Select every line in the rows below that contains the word "foliage", and copy each one.

[Entries from a collection]
+===+
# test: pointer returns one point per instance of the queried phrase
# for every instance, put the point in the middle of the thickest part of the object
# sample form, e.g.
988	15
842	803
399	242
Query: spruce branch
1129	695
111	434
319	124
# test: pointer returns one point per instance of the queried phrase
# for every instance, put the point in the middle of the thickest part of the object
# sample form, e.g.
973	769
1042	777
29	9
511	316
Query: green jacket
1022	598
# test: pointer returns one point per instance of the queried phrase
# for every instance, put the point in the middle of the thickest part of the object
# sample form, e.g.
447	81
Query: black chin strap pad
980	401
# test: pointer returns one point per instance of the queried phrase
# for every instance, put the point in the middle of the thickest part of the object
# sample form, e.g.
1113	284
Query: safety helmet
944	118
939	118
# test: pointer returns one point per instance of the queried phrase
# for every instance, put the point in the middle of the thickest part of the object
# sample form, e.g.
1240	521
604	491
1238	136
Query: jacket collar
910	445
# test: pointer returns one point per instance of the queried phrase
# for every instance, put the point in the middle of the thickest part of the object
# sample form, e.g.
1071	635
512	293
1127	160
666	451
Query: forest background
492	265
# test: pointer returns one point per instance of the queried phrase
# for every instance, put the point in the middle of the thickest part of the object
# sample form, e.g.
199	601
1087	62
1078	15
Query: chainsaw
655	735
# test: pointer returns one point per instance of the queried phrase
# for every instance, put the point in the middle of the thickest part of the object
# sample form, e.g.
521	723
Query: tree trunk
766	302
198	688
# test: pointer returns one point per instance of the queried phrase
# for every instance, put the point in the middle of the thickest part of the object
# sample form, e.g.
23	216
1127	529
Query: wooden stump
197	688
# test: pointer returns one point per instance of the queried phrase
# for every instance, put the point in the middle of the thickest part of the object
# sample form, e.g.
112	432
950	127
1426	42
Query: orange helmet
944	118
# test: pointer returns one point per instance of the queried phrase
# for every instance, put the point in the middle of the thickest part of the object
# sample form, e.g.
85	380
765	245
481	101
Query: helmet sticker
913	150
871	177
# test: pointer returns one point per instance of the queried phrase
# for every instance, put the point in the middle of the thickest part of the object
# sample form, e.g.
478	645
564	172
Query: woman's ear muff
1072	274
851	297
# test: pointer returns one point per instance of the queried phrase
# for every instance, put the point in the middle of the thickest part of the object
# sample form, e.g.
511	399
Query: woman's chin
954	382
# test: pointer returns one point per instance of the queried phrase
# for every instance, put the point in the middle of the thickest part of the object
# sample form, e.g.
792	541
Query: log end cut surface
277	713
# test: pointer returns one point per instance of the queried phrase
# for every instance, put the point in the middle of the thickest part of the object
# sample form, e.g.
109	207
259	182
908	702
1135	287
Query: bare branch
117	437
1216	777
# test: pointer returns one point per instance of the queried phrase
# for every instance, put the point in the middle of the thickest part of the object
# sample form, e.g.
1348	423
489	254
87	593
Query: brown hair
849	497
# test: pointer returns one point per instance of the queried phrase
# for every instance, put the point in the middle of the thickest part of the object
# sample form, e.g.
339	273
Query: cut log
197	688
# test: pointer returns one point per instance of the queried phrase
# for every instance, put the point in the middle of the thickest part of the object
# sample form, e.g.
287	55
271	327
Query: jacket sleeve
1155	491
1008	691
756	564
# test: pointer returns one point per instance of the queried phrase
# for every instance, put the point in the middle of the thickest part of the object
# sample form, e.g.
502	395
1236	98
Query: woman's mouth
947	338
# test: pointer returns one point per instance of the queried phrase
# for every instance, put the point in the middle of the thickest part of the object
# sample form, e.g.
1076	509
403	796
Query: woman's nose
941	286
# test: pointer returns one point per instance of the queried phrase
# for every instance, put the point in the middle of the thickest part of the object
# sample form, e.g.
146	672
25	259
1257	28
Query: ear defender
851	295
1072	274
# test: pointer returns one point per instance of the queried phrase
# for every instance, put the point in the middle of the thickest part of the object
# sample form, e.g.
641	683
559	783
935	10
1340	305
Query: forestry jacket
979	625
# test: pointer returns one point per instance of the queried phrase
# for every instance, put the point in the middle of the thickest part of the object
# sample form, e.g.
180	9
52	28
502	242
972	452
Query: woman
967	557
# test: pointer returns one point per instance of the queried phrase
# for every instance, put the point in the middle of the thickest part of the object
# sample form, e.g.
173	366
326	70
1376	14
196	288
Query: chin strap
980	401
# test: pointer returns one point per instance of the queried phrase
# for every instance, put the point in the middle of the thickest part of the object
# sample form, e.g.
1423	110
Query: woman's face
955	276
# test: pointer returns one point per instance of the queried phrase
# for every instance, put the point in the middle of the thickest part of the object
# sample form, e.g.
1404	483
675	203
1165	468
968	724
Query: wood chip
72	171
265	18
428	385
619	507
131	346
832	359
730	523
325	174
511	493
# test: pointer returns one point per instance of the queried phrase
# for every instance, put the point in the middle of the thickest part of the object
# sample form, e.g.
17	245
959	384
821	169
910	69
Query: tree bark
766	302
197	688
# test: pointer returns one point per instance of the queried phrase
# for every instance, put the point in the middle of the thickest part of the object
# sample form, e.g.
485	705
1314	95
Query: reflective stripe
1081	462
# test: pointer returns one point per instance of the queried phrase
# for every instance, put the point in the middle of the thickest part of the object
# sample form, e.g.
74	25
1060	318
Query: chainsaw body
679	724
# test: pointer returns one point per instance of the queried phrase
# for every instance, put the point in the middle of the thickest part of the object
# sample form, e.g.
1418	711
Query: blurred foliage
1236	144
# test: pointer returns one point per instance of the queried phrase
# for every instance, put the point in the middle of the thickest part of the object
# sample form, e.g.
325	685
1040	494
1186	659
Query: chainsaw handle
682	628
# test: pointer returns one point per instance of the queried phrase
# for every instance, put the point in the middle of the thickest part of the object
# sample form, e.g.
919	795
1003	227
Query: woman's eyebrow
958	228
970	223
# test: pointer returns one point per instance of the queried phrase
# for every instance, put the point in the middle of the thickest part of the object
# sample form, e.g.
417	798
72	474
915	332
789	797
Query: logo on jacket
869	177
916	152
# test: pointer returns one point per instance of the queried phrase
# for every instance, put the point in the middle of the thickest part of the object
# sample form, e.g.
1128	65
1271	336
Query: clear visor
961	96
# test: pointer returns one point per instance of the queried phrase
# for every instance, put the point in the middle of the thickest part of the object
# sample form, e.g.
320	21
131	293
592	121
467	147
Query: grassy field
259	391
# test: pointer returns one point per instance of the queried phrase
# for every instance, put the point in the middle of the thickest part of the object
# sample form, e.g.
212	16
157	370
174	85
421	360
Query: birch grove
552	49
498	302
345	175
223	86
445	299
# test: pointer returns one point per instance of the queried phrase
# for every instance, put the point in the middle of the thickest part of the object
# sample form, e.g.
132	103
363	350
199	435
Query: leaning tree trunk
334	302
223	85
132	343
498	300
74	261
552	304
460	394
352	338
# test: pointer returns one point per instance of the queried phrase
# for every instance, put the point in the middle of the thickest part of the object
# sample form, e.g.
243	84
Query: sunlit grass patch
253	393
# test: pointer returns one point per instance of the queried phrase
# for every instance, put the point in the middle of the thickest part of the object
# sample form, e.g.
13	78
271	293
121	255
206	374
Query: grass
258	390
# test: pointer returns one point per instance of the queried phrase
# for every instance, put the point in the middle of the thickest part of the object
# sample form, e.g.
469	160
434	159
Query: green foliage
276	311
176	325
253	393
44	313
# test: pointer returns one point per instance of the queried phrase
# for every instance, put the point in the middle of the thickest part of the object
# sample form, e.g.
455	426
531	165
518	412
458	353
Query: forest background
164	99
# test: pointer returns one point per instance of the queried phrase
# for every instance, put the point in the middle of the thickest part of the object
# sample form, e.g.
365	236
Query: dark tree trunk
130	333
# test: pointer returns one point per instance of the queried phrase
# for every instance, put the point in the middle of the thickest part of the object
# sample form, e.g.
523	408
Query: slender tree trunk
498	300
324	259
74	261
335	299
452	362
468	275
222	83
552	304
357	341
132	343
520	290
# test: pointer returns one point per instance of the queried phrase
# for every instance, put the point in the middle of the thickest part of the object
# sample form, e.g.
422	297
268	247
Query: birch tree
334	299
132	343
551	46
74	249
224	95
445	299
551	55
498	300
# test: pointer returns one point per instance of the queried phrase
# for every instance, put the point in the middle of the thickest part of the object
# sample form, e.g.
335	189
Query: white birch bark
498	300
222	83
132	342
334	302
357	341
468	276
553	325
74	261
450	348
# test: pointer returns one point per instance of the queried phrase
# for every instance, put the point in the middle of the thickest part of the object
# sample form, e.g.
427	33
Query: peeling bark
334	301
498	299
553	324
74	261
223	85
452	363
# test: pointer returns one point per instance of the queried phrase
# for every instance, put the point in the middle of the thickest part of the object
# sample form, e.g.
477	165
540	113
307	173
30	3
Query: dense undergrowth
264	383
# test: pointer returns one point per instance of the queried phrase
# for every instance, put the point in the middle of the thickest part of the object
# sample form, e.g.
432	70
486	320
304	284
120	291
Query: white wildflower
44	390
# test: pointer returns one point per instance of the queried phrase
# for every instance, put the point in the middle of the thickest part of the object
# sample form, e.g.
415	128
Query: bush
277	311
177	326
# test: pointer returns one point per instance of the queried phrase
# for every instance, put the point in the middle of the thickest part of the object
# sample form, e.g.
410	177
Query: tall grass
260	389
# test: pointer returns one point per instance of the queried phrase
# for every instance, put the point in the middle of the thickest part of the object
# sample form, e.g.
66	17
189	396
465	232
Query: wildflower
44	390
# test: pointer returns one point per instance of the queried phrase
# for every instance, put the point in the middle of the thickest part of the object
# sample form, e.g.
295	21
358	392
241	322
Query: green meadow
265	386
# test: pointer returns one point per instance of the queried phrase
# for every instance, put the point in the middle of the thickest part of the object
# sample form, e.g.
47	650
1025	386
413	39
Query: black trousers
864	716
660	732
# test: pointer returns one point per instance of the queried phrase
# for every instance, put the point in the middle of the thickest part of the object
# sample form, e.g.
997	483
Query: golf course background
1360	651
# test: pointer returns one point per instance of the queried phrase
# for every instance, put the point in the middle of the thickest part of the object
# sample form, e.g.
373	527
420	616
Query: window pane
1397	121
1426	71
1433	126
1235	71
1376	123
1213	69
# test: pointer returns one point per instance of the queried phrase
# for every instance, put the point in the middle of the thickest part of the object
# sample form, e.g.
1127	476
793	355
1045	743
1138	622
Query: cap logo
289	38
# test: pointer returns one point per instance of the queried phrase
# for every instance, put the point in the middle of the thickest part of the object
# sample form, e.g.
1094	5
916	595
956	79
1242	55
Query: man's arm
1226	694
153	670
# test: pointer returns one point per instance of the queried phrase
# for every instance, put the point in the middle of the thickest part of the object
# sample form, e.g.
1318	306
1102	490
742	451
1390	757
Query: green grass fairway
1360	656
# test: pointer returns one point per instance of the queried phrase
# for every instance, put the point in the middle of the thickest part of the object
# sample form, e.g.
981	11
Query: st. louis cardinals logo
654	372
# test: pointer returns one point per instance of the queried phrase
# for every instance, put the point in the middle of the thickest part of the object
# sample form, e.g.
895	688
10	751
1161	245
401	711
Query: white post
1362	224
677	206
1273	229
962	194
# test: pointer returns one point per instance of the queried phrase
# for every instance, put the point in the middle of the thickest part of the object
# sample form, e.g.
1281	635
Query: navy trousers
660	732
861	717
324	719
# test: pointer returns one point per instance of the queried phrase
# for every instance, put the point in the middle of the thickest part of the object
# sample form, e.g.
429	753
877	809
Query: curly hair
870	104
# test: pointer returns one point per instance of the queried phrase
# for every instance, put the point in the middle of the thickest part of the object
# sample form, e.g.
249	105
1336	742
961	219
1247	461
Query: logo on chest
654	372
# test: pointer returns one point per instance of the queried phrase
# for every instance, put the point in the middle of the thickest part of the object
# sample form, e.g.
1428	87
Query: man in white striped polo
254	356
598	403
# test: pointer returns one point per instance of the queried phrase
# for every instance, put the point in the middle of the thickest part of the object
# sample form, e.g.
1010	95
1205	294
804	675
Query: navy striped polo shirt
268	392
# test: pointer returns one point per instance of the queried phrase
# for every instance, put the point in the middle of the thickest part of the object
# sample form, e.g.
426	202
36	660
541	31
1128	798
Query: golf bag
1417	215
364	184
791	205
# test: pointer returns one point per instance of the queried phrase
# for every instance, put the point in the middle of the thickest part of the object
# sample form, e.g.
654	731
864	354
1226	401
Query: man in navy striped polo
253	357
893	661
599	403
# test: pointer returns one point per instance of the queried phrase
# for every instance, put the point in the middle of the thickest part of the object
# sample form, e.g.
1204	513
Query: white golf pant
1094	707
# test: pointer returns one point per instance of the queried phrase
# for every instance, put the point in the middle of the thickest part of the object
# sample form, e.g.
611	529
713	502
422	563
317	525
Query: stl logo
+===+
Solution for this problem
Query: blurred foliage
Query: green foliage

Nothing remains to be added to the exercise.